• EXERCISE DESCRIPTION:
Write out, word for word, every line from the one containing "In this picture, where can the carved" through the last line of the records below, both ends included.

• MATERIAL FOR THIS EXERCISE:

•••••

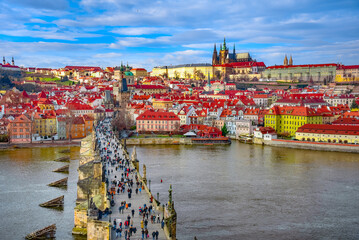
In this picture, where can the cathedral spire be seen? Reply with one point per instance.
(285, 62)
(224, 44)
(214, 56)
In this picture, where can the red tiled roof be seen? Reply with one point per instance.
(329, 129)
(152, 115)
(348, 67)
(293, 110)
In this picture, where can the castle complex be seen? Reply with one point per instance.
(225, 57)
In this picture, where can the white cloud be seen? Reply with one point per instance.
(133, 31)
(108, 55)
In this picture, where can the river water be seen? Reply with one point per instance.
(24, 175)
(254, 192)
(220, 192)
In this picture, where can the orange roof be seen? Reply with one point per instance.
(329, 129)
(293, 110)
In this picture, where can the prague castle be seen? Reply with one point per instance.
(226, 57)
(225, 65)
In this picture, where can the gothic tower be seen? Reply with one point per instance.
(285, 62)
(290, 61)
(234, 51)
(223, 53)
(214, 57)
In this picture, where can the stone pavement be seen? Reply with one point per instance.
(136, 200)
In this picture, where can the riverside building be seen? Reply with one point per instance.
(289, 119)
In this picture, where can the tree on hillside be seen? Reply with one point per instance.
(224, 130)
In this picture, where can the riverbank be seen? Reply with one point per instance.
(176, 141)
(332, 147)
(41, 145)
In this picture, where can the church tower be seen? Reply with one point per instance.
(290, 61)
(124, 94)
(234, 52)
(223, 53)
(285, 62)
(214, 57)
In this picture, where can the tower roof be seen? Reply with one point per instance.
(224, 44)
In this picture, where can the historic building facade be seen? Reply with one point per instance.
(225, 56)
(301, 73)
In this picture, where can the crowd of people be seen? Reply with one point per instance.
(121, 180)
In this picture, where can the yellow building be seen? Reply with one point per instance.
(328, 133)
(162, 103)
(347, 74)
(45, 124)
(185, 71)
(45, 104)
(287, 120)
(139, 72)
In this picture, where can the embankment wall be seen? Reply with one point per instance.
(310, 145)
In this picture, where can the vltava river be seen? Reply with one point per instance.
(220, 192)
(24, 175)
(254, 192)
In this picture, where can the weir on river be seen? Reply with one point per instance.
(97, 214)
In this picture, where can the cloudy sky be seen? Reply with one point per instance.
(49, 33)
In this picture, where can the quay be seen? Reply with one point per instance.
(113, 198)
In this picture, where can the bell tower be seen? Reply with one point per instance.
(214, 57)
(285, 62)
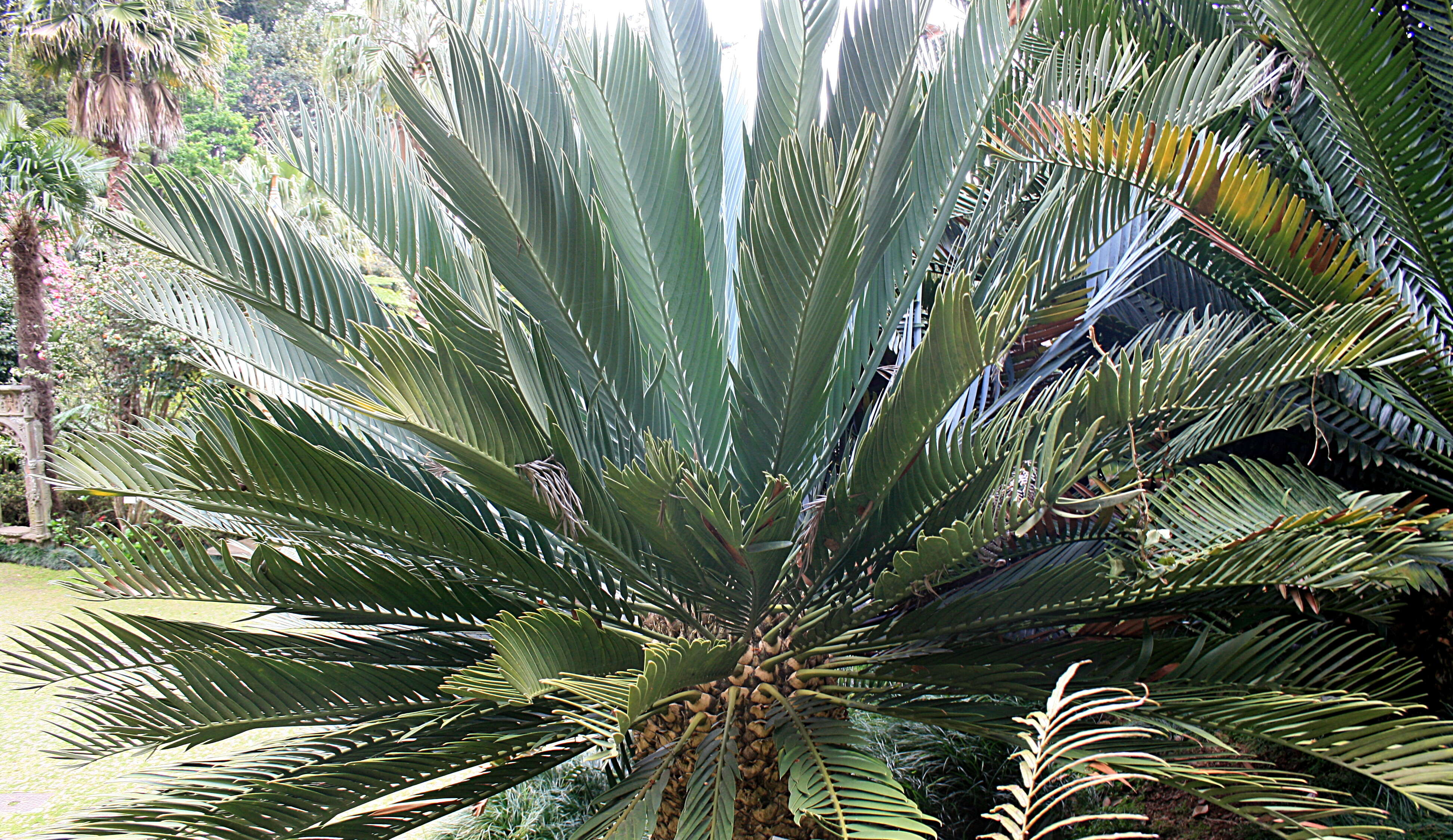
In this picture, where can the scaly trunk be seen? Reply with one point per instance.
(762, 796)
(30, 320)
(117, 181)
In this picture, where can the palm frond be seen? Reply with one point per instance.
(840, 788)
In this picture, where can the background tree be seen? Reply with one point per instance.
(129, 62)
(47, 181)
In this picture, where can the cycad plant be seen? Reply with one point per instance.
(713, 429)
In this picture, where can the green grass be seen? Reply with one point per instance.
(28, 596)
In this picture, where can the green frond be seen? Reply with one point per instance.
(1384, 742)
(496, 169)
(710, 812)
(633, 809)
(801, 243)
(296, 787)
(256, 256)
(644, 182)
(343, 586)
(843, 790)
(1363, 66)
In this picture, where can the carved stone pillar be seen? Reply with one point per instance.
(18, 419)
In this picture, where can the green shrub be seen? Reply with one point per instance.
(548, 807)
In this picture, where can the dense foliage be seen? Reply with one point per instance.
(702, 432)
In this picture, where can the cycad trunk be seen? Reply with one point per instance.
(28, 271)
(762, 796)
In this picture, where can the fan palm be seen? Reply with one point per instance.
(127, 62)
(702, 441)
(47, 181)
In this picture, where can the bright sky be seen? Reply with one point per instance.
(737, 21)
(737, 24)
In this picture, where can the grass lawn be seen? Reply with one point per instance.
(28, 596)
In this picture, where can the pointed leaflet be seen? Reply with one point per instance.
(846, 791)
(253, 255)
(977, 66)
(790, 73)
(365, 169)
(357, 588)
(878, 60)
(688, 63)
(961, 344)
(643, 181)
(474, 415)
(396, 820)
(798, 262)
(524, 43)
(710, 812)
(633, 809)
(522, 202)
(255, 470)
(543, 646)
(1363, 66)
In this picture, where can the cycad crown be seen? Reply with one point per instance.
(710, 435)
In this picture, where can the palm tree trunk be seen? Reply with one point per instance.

•••••

• WRITTEN REPLY:
In this picture, where can the carved stone pillar be seen? Reply with one point per instance.
(18, 419)
In this picture, where can the green shrub be seen? Reply with one point per instance.
(548, 807)
In this picture, where can the dense foliage be seen? Reply with one point per instance.
(702, 432)
In this picture, where can the cycad trunk be seen? Reply with one point per instance.
(28, 271)
(762, 796)
In this picture, where can the fan palm be seen? Reply with one point per instance.
(127, 62)
(702, 441)
(47, 181)
In this picture, where can the bright sky be seen? Reply with one point per instance.
(737, 21)
(737, 24)
In this picture, where can the grass lawn be seen? Reply with one point per instance.
(28, 596)
In this picture, where can the pointed leaflet be seen? Reply with one point per instance.
(846, 791)
(253, 255)
(977, 66)
(790, 73)
(365, 169)
(357, 588)
(878, 60)
(688, 63)
(961, 344)
(643, 181)
(474, 415)
(396, 820)
(798, 262)
(524, 43)
(710, 812)
(633, 809)
(522, 202)
(255, 470)
(543, 646)
(1363, 66)
In this picture, where can the cycad crown be seen? Reply with one point per instance.
(710, 435)
In this picture, where can the palm tree trunk be seen? Reply with one point per instance.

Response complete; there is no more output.